* Exercise: Your answer should be an exact copy of the data.

* Materials provided:
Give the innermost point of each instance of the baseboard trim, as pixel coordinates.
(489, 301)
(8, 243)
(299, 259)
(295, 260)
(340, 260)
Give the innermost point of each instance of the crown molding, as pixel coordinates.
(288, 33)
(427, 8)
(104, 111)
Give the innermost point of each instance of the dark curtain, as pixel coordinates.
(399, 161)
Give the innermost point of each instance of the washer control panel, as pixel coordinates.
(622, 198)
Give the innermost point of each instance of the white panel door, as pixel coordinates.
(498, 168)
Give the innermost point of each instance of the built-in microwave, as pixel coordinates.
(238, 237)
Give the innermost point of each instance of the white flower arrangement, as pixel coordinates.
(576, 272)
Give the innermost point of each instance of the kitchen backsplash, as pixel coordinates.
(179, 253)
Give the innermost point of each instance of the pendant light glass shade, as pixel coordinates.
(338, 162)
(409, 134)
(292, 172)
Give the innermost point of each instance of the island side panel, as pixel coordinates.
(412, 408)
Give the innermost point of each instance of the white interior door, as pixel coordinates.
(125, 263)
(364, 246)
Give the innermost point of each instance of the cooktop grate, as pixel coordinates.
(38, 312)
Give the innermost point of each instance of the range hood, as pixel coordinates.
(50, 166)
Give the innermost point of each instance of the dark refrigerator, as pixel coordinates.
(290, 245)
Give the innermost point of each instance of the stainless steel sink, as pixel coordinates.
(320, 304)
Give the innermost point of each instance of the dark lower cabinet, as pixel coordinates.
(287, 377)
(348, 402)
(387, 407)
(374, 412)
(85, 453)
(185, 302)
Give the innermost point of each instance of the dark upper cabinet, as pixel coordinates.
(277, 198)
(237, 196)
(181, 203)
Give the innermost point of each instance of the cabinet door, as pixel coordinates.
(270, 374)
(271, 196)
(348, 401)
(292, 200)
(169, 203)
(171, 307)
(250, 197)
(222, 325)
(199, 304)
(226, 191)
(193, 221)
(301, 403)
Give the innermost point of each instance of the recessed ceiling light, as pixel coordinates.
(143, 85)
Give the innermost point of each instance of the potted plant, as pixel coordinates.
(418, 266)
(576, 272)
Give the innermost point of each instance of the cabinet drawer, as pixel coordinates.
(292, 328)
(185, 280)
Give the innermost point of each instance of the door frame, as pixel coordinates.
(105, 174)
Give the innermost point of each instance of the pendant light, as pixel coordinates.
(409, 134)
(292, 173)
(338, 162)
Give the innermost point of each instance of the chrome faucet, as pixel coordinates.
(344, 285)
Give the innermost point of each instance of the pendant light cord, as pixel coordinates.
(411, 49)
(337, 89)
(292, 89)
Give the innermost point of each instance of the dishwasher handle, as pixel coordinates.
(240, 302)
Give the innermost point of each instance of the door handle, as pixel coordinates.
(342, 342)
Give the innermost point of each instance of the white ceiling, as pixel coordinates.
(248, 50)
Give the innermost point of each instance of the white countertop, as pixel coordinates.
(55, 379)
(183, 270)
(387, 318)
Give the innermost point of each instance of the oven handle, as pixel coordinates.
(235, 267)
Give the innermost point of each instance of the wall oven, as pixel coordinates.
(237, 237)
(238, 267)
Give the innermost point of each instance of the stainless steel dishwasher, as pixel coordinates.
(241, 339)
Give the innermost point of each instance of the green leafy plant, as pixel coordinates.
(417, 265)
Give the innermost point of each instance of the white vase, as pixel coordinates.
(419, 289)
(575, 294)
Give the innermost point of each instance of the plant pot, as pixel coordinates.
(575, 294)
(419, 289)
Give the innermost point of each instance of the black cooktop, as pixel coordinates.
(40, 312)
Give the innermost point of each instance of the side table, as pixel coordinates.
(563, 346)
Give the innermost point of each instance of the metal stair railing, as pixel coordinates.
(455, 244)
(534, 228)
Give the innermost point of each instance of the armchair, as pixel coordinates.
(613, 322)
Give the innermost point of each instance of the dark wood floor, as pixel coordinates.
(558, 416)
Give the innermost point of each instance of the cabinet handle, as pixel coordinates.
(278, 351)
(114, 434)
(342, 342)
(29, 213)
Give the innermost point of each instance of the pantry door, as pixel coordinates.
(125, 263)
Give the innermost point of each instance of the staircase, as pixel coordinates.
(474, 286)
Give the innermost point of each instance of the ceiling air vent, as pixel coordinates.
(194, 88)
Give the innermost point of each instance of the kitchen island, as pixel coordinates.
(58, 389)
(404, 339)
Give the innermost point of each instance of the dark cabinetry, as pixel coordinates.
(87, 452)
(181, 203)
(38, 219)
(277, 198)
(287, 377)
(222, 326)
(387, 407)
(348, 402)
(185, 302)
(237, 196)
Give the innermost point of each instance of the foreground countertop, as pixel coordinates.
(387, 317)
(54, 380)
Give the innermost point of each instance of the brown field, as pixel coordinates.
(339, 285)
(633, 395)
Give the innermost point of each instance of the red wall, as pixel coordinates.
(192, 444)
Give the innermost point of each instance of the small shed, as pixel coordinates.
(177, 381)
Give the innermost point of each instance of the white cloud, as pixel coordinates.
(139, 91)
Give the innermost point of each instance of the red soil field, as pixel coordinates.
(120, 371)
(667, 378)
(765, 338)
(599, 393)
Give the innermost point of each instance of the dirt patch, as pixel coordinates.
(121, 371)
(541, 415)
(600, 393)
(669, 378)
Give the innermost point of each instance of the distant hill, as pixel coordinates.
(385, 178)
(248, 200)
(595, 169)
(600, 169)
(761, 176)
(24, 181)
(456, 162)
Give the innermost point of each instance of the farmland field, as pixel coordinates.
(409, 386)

* Task output:
Give the innermost point of each instance of the baseboard trim, as pixel coordinates.
(489, 301)
(8, 243)
(299, 259)
(295, 260)
(340, 260)
Give the innermost point of each instance of the crown molding, as pixel coordinates.
(288, 33)
(427, 8)
(104, 111)
Give the innermost point of each instance of the dark curtain, as pixel coordinates.
(399, 161)
Give the innermost point of each instance of the washer control panel, as pixel coordinates.
(622, 198)
Give the innermost point of each instance of the white panel door, as pixel coordinates.
(498, 168)
Give the innermost point of each instance of the built-in microwave, as pixel coordinates.
(238, 237)
Give the innermost point of each instance of the white flower arrangement, as pixel coordinates.
(576, 272)
Give the innermost point of each instance of the kitchen backsplash, as pixel coordinates.
(179, 253)
Give the innermost point of each instance of the pendant light glass shade, as pixel coordinates.
(338, 162)
(409, 134)
(292, 172)
Give the innermost point of each instance of the island side panel, as pixel coordinates.
(412, 408)
Give the innermost point of each instance of the white interior door, as pixel coordinates.
(125, 263)
(364, 246)
Give the innermost point of each instance of the cooktop grate, as pixel coordinates.
(38, 312)
Give the innermost point of each instance of the range hood, as pixel coordinates.
(50, 166)
Give the innermost point of each instance of the dark refrigerator, as pixel coordinates.
(290, 245)
Give the innermost point of each instance of the stainless steel sink, as pixel coordinates.
(320, 304)
Give the innermost point of each instance of the dark lower cabinet, as pixel coordinates.
(287, 377)
(348, 402)
(387, 407)
(374, 412)
(85, 453)
(185, 302)
Give the innermost point of each instance of the dark upper cabinet, as pixel coordinates.
(277, 198)
(237, 196)
(181, 203)
Give the innermost point of each instance of the cabinet door, as pixel coordinates.
(270, 374)
(271, 196)
(348, 401)
(292, 200)
(169, 203)
(171, 307)
(250, 197)
(222, 325)
(199, 304)
(226, 191)
(193, 221)
(301, 403)
Give the innermost point of each instance of the recessed ceiling light, as pixel coordinates.
(143, 85)
Give the innermost point of each instance of the potted plant, as pixel coordinates.
(418, 266)
(576, 272)
Give the innermost point of each instance of the cabinet drawer, as pixel coordinates.
(292, 328)
(185, 280)
Give the innermost point of each instance of the door frame, as pixel coordinates.
(105, 174)
Give the innermost point of each instance of the pendant light, as pixel coordinates.
(409, 134)
(292, 173)
(338, 162)
Give the innermost point of each instance of the chrome faucet, as pixel coordinates.
(344, 285)
Give the innermost point of each instance of the pendant light cord, as pixel coordinates.
(411, 49)
(337, 89)
(292, 89)
Give the innermost point of each instance of the dishwasher handle, as pixel coordinates.
(240, 302)
Give the innermost point of each instance of the door handle, as pixel coordinates.
(342, 342)
Give the innermost point of each instance of the white ceiling, as pixel coordinates.
(248, 50)
Give the innermost point of each instance of the white countertop, as pixel coordinates.
(55, 379)
(183, 270)
(387, 318)
Give the innermost point of each instance of the oven handle, as pixel coordinates.
(235, 267)
Give the innermost point of each instance of the wall oven, as pixel coordinates.
(237, 237)
(238, 267)
Give the innermost point of each instance of the stainless steel dishwasher, as pixel coordinates.
(241, 339)
Give the innermost point of each instance of the green leafy plant, as pixel coordinates.
(417, 265)
Give the innermost point of each instance of the white vase, as pixel coordinates.
(419, 289)
(575, 294)
Give the innermost point of each instance of the plant pot, as pixel coordinates.
(575, 294)
(419, 289)
Give the innermost point of each instance of the black cooktop, as pixel coordinates.
(40, 312)
Give the innermost point of each instance of the side table, as pixel coordinates.
(563, 346)
Give the innermost point of each instance of the metal stair railing, as pixel coordinates.
(455, 244)
(534, 228)
Give the innermost point of each instance of the armchair, as pixel coordinates.
(613, 322)
Give the innermost point of each instance of the dark wood floor, as pixel coordinates.
(558, 416)
Give the innermost point of each instance of the cabinet handle, as pixel coordinates.
(278, 351)
(114, 434)
(342, 342)
(29, 213)
Give the innermost point of each instance of the pantry door, as pixel coordinates.
(125, 263)
Give the innermost point of each instance of the staircase, as pixel coordinates.
(474, 286)
Give the innermost point of each instance of the ceiling air vent, as pixel coordinates.
(194, 88)
Give the innermost point of each instance of the kitchen island, as pixel coordinates.
(58, 389)
(404, 339)
Give the innermost point of each instance of the dark cabinetry, as pixel coordinates.
(87, 452)
(181, 203)
(38, 219)
(277, 198)
(287, 377)
(222, 326)
(387, 407)
(348, 402)
(185, 302)
(237, 196)
Give the innermost point of each instance of the foreground countertop, as pixel coordinates.
(387, 317)
(54, 380)
Give the innermost point of each instance of the brown field, as pixel coordinates.
(339, 285)
(633, 395)
Give the innermost point of each instance of the red wall, as pixel coordinates.
(192, 444)
Give the innermost point of each instance of the small shed, as pixel coordinates.
(177, 381)
Give the innermost point of each instance of the white cloud, as pixel coordinates.
(139, 91)
Give the innermost point of each instance of the red soil field, as pixel coordinates.
(120, 371)
(667, 378)
(765, 338)
(599, 393)
Give the innermost point of each instance of the dirt patch, as pixel coordinates.
(121, 371)
(541, 415)
(600, 393)
(669, 378)
Give the innermost point of each instance of the distant hill, as pixel coordinates.
(385, 178)
(248, 200)
(595, 169)
(600, 169)
(761, 176)
(24, 181)
(456, 162)
Give the innermost point of each instance of the farmland field, as pixel coordinates.
(409, 386)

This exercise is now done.